Data entries:
┌──

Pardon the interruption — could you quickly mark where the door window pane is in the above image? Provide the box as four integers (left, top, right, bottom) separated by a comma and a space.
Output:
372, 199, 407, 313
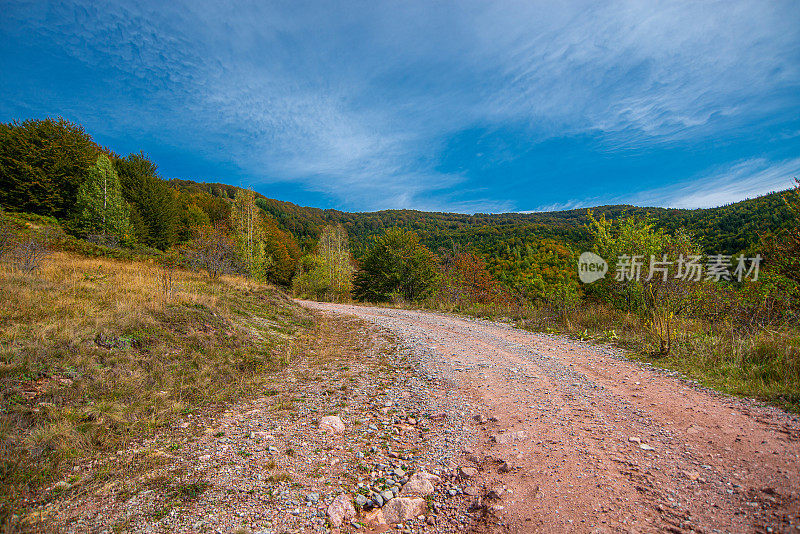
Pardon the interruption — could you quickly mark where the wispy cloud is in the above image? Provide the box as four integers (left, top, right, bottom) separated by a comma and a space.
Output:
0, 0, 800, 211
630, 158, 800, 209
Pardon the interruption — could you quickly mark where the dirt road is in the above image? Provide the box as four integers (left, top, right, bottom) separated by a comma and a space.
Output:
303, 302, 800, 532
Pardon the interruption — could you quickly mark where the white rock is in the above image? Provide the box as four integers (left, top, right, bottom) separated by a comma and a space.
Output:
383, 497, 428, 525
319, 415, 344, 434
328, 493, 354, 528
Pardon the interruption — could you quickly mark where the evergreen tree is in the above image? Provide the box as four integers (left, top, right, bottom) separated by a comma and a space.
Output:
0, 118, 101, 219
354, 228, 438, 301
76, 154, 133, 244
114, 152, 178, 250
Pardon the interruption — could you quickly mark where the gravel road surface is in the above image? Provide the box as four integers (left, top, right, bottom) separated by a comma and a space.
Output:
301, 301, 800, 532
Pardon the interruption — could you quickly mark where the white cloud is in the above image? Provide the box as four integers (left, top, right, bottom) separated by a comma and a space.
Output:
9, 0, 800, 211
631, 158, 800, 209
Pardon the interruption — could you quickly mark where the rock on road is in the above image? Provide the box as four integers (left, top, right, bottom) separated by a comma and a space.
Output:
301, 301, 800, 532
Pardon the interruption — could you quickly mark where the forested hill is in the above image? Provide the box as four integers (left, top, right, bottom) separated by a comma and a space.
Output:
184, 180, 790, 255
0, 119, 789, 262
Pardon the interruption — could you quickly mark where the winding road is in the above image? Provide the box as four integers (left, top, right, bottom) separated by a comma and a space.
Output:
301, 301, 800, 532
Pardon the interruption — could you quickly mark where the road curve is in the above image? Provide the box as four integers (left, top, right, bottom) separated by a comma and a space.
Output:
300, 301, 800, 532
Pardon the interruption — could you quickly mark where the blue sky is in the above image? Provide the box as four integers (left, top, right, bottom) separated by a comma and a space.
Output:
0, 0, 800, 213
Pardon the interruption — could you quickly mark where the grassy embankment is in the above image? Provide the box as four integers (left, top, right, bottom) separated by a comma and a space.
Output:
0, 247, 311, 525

└──

Task to carry out:
Render every line of the listing above as a JSON list of strings, one string per line, with blank lines left out. Omit the pictures.

Output for this exercise:
[
  "Pardon the interruption — could you quickly mark where the door window pane is in the above image? Provide the box as four integers (left, top, right, bottom) separated by a comma and a space.",
  "Output:",
  "372, 199, 407, 313",
  "Pardon the interruption — could you quickly mark where the wispy cloud is in the above image? Provide the box as four integers (left, top, right, bottom) separated by a comma and a space.",
  "Output:",
  "0, 0, 800, 211",
  "630, 158, 800, 209",
  "Pardon the interruption — could you quickly mark where the dirt road is in the above image? Provide the box as four integers (left, top, right, bottom) separated by a comma and a space.",
  "Output:",
  "303, 302, 800, 532",
  "Pardon the interruption — could you quickly mark where the white rock is in the above image? Provide the box as four integers (left, top, right, bottom) separated by a comma and a space.",
  "Output:",
  "383, 497, 428, 525",
  "319, 415, 344, 434",
  "328, 493, 354, 528",
  "Pardon the interruption — could you quickly mark where the evergreen tree is in the above image? Provide the box as four integers (left, top, right, bottom) separated by a comma and a space.",
  "Output:",
  "0, 118, 101, 219",
  "354, 228, 438, 301",
  "76, 154, 133, 244",
  "114, 152, 178, 250",
  "Pardon the interruption — could you quickly mark where the gravel road surface is in the above image? Provide the box as four integers (left, top, right, bottom) separated by a comma and a space.",
  "Output:",
  "301, 301, 800, 532",
  "Pardon the interruption — could you quickly mark where the white cloud is in the above image? Provide the box as four integers (left, top, right, bottom) separated by a comma and a space.",
  "Output:",
  "9, 0, 800, 211",
  "631, 158, 800, 209",
  "Pardon the interruption — could you quickly mark where the rock on road is in the above image? Provide the box as four integers (left, top, right, bottom) separated by a comma and a space.",
  "Output:",
  "301, 301, 800, 532",
  "Pardon the interruption — could you quickly mark where the forested hill is in the above image? Provide the box as four integers (left, top, right, bottom) separated by a comma and a space.",
  "Output:",
  "184, 180, 790, 255",
  "0, 119, 789, 262",
  "Pardon the interruption — could you quickly mark where the winding road is in the above image? Provide the box as four integers (left, top, right, bottom) separated by a comma and a space.",
  "Output:",
  "301, 301, 800, 532",
  "Pardon the interruption — could you quickly mark where the road curve is in the above image? Provide the box as four integers (left, top, right, bottom) separated by a comma and a space.",
  "Output:",
  "300, 301, 800, 532",
  "Pardon the interruption — could you quickly mark where the blue sky is in the above image? Provide the box as four integers (left, top, right, bottom) separated by a comma and a space.",
  "Output:",
  "0, 0, 800, 213",
  "Pardon the interruption — could you quickly mark where the grassy embankment is in the above image? Provide the box as four integers (left, top, right, bottom) separated by a comma and a space.",
  "Output:",
  "0, 247, 311, 525"
]